**EXTRAIT DU TEXTE**
»»
Au milieu des années quatre-vingt, A. Nakov fut sollicité pour examiner un grand ensemble d’œuvres sur papier de Mikhail Larionov qui fut porté à ce moment à sa connaissance. Pareil en ceci au sort de l’ensemble des artistes russes du début du vingtième siècle, l’œuvre de cet artiste majeur avait souffert de longues décennies durant du manque d’intérêt et plus encore de véritables études. L’ensemble d’œuvres apparues à ce moment-là élargissait soudainement la vision qu’on avait de la création de Larionov, une création qui avait souffert de plusieurs secousses dramatiques, la première ayant été celle de l’année 1915 quand il fut gravement blessé sur le front. Au bout d’une longue et difficile convalescence sa santé resta très déficiente, son œuvre picturale s’en ressentit elle aussi grandement, et tout au long de sa vie pendant de longues périodes l’artiste n’a tout simplement pas pu travailler. Ainsi on peut dire qu’il y eut deux Larionov, avant et après 1915.
L’ensemble d’œuvres apparu en Europe occidentale au début des années quatre-vingt permettait d’appréhender soudainement et de façon bien plus subtile et variée la richesse et l’extraordinaire qualité lyrique de l’œuvre de cet artiste, que Kandinsky qualifiait en 1910 comme le plus important à Moscou. Effectuée par A. Nakov, une première sélection à partir de cet ensemble fut présentée en 1987 à la Schirnkunsthalle de Francfort.
««
**DONNÉES DE L'EXERCICE**
»»
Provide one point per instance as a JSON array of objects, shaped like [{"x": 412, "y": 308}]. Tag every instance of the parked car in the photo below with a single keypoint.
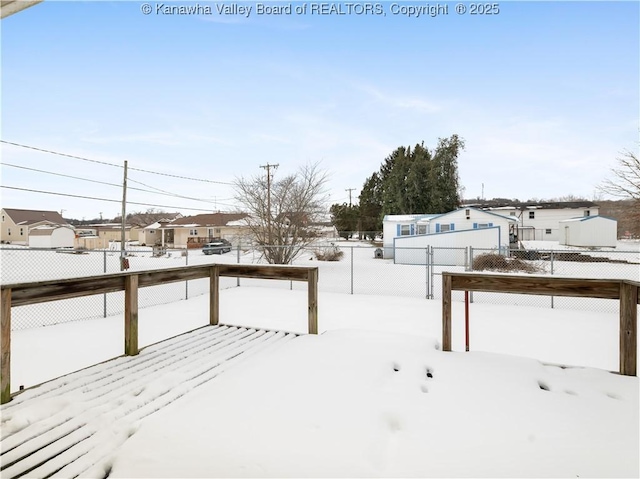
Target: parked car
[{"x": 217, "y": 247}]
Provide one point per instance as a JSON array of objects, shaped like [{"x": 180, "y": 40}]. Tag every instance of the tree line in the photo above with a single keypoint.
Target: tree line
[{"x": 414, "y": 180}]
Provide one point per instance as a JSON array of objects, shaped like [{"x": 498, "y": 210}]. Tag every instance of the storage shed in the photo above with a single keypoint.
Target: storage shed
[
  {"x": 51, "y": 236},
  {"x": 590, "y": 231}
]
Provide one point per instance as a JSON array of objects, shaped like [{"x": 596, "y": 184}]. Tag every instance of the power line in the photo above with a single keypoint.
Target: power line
««
**À FAIRE**
A. Renvoyez sans la moindre modification le passage de l'extrait sur Larionov compris entre "L’ensemble d’œuvres apparu en" et "Schirnkunsthalle de Francfort.", bornes incluses.
B. Retapez à l'identique les lignes des enregistrements qui vont de celle contenant "of the storage" jusqu'à la fin des enregistrements, ces deux limites comprises.
Les enregistrements n'ont aucun rapport avec l'extrait sur Larionov.

**RÉPONSES CORRECTES**
A.
L’ensemble d’œuvres apparu en Europe occidentale au début des années quatre-vingt permettait d’appréhender soudainement et de façon bien plus subtile et variée la richesse et l’extraordinaire qualité lyrique de l’œuvre de cet artiste, que Kandinsky qualifiait en 1910 comme le plus important à Moscou. Effectuée par A. Nakov, une première sélection à partir de cet ensemble fut présentée en 1987 à la Schirnkunsthalle de Francfort.

B.
Provide one point per instance as a JSON array of objects, shaped like [{"x": 498, "y": 210}]. Tag every instance of the storage shed in the photo above with a single keypoint.
Target: storage shed
[
  {"x": 51, "y": 236},
  {"x": 590, "y": 231}
]
Provide one point per instance as a JSON array of objects, shaped like [{"x": 596, "y": 184}]. Tag every instance of the power line in the photo above with a single keypoint.
Target: power line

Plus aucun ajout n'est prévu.